***** TEXT EXCERPT *****

New Rail Security Rules Leave Communities at Risk
Posted Oct. 29, 2008 / Posted by: admin
Chris Weiss, 202-222-0746
Department of Homeland Security Secretary Chertoff and the U.S. Department of Transportation have today proposed two new federal rules concerning railroad operating procedures which will eventually increase security in only minor ways. The new rules fail to require the most basic kind of risk reduction: re-routing around major target cities -- the only security measure that can significantly and urgently reduce what Richard Falkenrath, former top Bush Administration homeland security official and now a top Counter-Terrorism official in NY City, calls “the greatest vulnerability in the country today” [New York Times, 3/27/06].
U.S. chemical companies and railroads are continuing to place the workers, residents and visitors in Washington DC and 36 other federally-designated major target cities at terribly high risk by continued unnecessary through chemical shipments of cargoes which federal regulators call Weapons of Mass Destruction (WMD). “CSXT and Norfolk Southern railroads, e.g., have adamantly refused to sign interchange agreements to re-route cargoes around DC and other target cities,” said Fred Millar of Friends of the Earth. “They are pre-positioning these explosive, radioactive and poison gas cargoes in our highest threat target areas, exactly where the terrorists want.”
Poison gas rail cargoes, with a volume of 100,000 shipments annually in the U.S., pose a clear danger of a toxic gas cloud release that can be lethal to people anywhere within 15 miles of the tracks, depending on the wind direction. The U.S. Coast Guard says that a chlorine gas cloud, for example, can spread two miles in ten minutes, clearly inadequate time for thousands downwind to evacuate or shelter in place. The U.S. Naval Research Labs has testified that just one chlorine tank car’s cloud released over a major civic or sports event could kill 100,000 in a half hour.
“The proposed new DHS rules half-heartedly focus on monitoring and tracking the most dangerous rail cargoes and beefing up physical security in some transfer points,” said Millar. “But with 142,000 miles of far-flung track, even the Association of American Railroads admits this is an inherently usecurable system.”
Unarmored poison gas rail cars could soon face the same potential threats as the heavily-armored and video-monitored US military vehicles which are being successfully attacked every week on Iraqi highways. The most sensible immediate remedy is to send the potential poison gas weapons around the target cities whenever possible, then to begin substituting safer chemicals for industrial uses.
“The U.S. DOT proposed rule would require railroads to analyze and consider risks to target cities in their routing of the most dangerous poison gas cargoes,” said Millar. “But chemical shippers and railroads have already considered these risks of terrorist attack after 9/11 and in every single city declined to re-route their poison gas cargoes.”
Nine major US target cities are now considering new laws (with more to come soon) re-routing the most dangerous truck and rail chemical cargoes onto non-target routes. Lawmakers in the next Congress will soon be re-introducing national re-routing laws to protect target cities, measures that were blocked by railroad lobbyists and Republican leaders in the last session.

***** EXTRACTED INFORMATION *****

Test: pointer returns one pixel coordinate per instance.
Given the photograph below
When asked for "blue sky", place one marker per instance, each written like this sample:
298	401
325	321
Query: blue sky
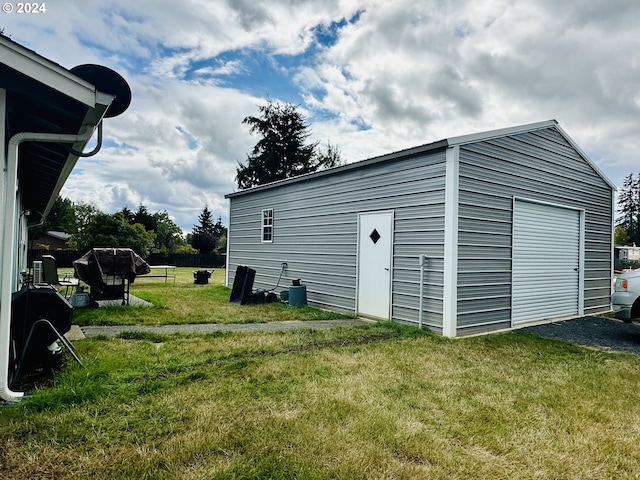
372	77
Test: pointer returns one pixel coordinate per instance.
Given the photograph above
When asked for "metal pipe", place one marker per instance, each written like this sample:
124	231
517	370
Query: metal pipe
422	261
9	243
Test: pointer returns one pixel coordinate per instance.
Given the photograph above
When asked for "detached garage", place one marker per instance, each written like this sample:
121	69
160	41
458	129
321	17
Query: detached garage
469	234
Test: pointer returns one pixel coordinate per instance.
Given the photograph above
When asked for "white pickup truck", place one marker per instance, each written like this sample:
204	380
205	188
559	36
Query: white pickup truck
625	300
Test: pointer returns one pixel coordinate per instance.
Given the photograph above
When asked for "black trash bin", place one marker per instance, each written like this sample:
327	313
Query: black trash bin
201	277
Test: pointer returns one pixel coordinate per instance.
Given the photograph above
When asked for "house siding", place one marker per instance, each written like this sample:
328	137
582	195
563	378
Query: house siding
540	166
315	233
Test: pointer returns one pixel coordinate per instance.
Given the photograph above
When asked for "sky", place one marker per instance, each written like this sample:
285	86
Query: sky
370	76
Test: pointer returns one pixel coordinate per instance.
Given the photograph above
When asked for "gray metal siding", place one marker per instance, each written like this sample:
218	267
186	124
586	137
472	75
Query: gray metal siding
542	166
315	232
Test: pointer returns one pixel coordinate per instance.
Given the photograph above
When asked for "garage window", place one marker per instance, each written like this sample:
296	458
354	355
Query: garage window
267	225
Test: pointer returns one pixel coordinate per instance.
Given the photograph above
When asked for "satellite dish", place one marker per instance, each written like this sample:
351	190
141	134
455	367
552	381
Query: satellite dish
107	81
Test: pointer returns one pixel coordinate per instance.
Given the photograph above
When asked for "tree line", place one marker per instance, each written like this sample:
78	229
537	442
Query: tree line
141	230
628	224
281	152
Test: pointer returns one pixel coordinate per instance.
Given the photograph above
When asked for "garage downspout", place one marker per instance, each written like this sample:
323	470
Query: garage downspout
8	243
423	263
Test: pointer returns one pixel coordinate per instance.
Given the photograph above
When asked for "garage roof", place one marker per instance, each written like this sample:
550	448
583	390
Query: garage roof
44	97
441	144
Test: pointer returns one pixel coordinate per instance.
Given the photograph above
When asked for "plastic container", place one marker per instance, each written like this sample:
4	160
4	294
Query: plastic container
297	295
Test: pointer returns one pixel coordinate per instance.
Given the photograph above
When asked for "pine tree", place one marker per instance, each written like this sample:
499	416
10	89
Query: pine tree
629	207
205	237
281	152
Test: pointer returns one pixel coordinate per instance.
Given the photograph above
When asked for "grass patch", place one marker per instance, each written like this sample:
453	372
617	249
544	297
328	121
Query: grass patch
375	401
186	302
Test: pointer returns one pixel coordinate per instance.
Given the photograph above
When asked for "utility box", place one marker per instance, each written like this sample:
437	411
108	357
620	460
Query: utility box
201	277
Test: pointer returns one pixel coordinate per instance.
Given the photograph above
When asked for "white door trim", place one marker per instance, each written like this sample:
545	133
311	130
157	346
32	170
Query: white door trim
359	281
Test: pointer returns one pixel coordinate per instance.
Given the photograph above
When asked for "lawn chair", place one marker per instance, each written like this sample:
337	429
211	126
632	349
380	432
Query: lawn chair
50	275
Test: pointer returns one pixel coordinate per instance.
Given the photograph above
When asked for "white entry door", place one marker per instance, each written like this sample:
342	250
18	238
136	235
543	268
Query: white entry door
375	246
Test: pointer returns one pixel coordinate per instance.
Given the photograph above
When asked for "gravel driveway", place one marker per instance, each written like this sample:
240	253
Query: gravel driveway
596	332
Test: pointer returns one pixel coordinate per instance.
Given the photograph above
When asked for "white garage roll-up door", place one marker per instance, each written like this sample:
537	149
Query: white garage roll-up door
546	278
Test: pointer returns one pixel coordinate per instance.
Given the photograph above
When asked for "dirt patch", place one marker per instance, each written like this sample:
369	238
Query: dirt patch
595	332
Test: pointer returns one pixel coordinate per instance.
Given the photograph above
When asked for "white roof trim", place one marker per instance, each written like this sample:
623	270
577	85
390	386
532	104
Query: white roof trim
586	158
502	132
47	72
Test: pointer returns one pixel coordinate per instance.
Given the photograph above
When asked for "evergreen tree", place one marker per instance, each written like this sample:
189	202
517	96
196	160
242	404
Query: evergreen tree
281	152
629	207
204	238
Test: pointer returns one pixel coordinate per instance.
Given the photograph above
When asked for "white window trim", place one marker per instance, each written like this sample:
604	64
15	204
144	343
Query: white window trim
263	225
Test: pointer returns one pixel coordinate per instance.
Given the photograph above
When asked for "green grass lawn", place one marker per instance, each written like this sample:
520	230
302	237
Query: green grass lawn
186	302
371	402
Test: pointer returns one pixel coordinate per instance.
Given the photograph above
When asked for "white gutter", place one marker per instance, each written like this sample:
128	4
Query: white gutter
8	243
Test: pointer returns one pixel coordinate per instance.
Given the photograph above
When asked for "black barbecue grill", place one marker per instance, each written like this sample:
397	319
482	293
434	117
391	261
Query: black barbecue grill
110	271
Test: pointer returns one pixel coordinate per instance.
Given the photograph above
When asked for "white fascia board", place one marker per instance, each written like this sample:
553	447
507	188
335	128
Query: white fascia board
46	72
503	132
586	157
91	120
450	293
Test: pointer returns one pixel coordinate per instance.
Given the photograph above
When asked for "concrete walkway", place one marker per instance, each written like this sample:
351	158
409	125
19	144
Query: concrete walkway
113	331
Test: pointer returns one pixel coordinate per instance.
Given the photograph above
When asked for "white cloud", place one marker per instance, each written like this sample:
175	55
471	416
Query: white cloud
406	72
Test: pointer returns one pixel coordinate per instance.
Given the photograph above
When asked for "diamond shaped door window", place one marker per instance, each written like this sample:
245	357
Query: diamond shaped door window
374	236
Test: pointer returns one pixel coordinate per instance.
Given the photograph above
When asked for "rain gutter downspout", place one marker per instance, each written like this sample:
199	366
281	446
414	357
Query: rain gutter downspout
8	243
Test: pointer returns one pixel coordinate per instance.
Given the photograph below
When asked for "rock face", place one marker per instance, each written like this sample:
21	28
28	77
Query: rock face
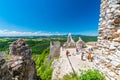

*****

_PROBLEM 1_
Do these statements agree with the rail security press release? (a) According to the U.S. Coast Guard, a chlorine gas cloud can spread two miles in ten minutes. (b) Poison gas rail cargoes in the U.S. amount to about 100,000 shipments each month. (c) The proposed new rules require re-routing around major target cities. Answer yes or no for each, quoting the deciding words.
_PROBLEM 2_
In the rail security press release, how many major US target cities are now considering new laws to re-route the most dangerous truck and rail chemical cargoes?

_YOUR SOLUTION 1_
(a) Yes: "a chlorine gas cloud, for example, can spread two miles in ten minutes"
(b) No: "with a volume of 100,000 shipments annually in the U.S."
(c) No: "The new rules fail to require the most basic kind of risk reduction: re-routing around major target cities"

_YOUR SOLUTION 2_
Nine.